Source extract ::
** start **

A research-prone reader sends this interesting note:
Thought you may find it interesting that, with GEN McKiernan's dismissal and the appointments of LTGs McChrystal & Rodriguez to command positions in Afghanistan, every 3- and 4-star general officer exclusively directing the ongoing wars will soon be a West Point graduate:
"War Czar" LTG Doug Lute '75
USCENTCOM CG GEN David Petraeus '74
MNF-I CG GEN Ray Odierno '76
MNC-I CG LTG Charles Jacoby '78 (who recently replaced LTG Lloyd Austin, '75)
MNSTC-I CG LTG Frank Helmick '76
ISAF/USF-A-designate LTG Stan McChrystal '76
New Operational Commander (MNC-I equivalent) LTG David Rodriguez '76
Additionally, the new ambassador to Afghanistan is Karl Eikenberry is USMA '73.
That's not bad, considering that West Point expelled dozens of cadets for cheating in a 1976 scandal -- but I think from the class of '77, which doesn't appear on the above list, perhaps because of its unusually high attrition rate.
Meanwhile, another officer notes that the guys who have been criticized, fairly or unfairly, are disproportionately not from WPCC:
GEN Tommy Franks, OCS (CENTCOM)
GEN John Abizaid, USMA '73 (CENTCOM)
GEN George Casey, ROTC (MNF-I)
GEN Dan K. McNiell, OCS (ISAF)
GEN David McKiernan, ROTC (ISAF)
LTG Ricardo Sanchez, ROTC (CJTF-7/MNC-I)
racketrx
Wednesday, May 6, 2009 - 3:53 PM

The academy didn't teach me squat about contemporary warfare, this pilot complains in his blog:
At no point in my career so far has the Air Force prepared me to fight and win the nation's wars at the operational or strategic levels; instead, it has trained me over and over to fight Desert Storm. The numerous PME courses I've taken are all built on the same canon: a cursory introduction to Jomini and Clausewitz, overviews of historical airpower theories, then discussions of how airpower was used and misused in World War I, World War II, Korea, and Vietnam. The saga culminates with John Warden and his strategic airpower theory which was successfully employed in Desert Storm. This is the holy grail of airpower. Airpower post-Desert Storm is treated only briefly."
I actually know this pilot, and he is a smart guy. My thought: the Air Force Academy has the rep of being a faith-based institution, so perhaps this isn't surprising.
Interestingly, this pilot goes on to credit his wife and the Small Wars Journal and like outlets for providing him the education in warfare that he needed:
It's embarrassing that a captain in the United States Air Force has to turn to the Army for an education about war, but that is exactly the situation I've found myself in. While the Air Force was sitting out the FM 3-24 development process, I was on Small Wars Journal every morning and working through reading lists by top Army thinkers."
He thinks that the Air Force Academy probably should remain open, but certainly not because it passes on the Air Force culture, which he condemns:
. . . I believe the service culture -- both within USAFA and the Air Force at large -- is a liability, not an asset. USAFA and the Air Force PME schools may not need to be closed, but they need to be reformed."
Responsible opposing viewpoints? Also, is the F-16 really an impressive platform anymore?
Tuesday, May 5, 2009 - 4:13 PM

I really liked this note from Marine Lt. Nathan Cox, one of those "bitter grunts," as aviators call them. He has some problems with the academies, most notably in failing to teach genuine leadership. Is this a system that provides the agility we need in our military leaders?

** end **

Written exercise A ::
Extract every line of the rows below that contains the string "flower", treating uppercase and lowercase letters as different.

Supplied information ::
** start **

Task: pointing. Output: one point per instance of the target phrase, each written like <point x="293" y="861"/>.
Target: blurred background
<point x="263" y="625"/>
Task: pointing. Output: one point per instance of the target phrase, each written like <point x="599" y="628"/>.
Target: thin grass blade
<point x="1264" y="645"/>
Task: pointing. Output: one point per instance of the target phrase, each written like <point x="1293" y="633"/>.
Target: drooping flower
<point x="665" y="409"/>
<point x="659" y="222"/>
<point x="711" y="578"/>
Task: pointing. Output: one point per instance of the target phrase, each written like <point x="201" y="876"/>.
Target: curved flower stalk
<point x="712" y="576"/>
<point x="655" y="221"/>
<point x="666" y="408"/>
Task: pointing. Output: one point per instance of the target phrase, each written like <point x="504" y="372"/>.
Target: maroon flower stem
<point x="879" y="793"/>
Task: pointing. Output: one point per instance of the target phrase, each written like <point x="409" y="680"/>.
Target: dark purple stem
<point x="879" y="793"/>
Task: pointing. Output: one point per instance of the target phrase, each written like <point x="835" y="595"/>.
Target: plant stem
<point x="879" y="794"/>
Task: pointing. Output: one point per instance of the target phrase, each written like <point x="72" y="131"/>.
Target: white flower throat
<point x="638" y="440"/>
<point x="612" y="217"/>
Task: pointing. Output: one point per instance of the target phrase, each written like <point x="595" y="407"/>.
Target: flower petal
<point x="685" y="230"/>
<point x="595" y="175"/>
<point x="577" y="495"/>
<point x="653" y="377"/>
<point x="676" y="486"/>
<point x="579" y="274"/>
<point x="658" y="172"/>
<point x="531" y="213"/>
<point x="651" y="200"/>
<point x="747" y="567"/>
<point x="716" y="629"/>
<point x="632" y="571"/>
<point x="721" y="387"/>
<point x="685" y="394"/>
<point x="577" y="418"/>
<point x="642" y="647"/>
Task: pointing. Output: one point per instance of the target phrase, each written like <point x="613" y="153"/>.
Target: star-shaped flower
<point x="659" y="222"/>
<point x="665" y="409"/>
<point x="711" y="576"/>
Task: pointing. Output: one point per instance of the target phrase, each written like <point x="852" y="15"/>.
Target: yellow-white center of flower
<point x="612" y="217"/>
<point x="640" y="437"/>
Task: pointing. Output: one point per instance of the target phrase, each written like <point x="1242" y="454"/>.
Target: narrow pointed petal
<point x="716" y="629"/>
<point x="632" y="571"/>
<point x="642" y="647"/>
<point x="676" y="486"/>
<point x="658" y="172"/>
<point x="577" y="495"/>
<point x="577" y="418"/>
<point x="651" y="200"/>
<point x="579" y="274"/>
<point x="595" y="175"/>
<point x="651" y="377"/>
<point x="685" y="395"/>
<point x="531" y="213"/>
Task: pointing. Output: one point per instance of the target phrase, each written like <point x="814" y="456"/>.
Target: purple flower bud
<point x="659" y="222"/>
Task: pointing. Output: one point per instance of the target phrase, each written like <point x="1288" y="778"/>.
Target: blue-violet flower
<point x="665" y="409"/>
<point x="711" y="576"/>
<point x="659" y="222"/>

** end **

Written exercise B ::
Retype the part of the military academy post above from "MNSTC-I CG LTG" to "McNiell, OCS (ISAF)".

Reply A ::
Target: drooping flower
Target: curved flower stalk
Target: maroon flower stem
Target: white flower throat
Target: flower petal
Target: star-shaped flower
Target: yellow-white center of flower
Target: purple flower bud
Target: blue-violet flower

Reply B ::
MNSTC-I CG LTG Frank Helmick '76
ISAF/USF-A-designate LTG Stan McChrystal '76
New Operational Commander (MNC-I equivalent) LTG David Rodriguez '76
Additionally, the new ambassador to Afghanistan is Karl Eikenberry is USMA '73.
That's not bad, considering that West Point expelled dozens of cadets for cheating in a 1976 scandal -- but I think from the class of '77, which doesn't appear on the above list, perhaps because of its unusually high attrition rate.
Meanwhile, another officer notes that the guys who have been criticized, fairly or unfairly, are disproportionately not from WPCC:
GEN Tommy Franks, OCS (CENTCOM)
GEN John Abizaid, USMA '73 (CENTCOM)
GEN George Casey, ROTC (MNF-I)
GEN Dan K. McNiell, OCS (ISAF)